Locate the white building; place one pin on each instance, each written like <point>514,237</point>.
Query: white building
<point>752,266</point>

==

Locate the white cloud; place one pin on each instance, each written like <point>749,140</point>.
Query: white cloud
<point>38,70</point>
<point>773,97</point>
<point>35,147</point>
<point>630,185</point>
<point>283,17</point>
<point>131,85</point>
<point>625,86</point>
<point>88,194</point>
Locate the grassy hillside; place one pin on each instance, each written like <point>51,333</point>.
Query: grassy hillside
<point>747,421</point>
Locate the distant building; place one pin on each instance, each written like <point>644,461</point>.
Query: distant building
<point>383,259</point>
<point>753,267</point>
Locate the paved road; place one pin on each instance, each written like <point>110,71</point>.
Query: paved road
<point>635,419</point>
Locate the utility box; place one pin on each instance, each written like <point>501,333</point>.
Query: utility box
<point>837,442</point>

* * *

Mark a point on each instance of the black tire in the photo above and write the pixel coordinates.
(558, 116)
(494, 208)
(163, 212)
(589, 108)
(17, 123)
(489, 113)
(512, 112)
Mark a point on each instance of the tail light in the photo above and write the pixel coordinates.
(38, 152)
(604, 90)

TASK INSTRUCTIONS - Look above for the line with "Query: white cloud" and the line with "Locate the paved". Retype those two lines and every line between them exactly, adding nothing.

SOLUTION FOR THIS EXERCISE -
Query: white cloud
<point>38,70</point>
<point>773,97</point>
<point>35,147</point>
<point>630,185</point>
<point>283,17</point>
<point>131,85</point>
<point>625,86</point>
<point>88,194</point>
Locate the grassy hillside; place one pin on each instance, each written like <point>51,333</point>.
Query: grassy hillside
<point>747,421</point>
Locate the distant building; place one pin on each instance, each written like <point>644,461</point>.
Query: distant building
<point>383,259</point>
<point>753,267</point>
Locate the paved road; place one pin on each instance, each written like <point>110,71</point>.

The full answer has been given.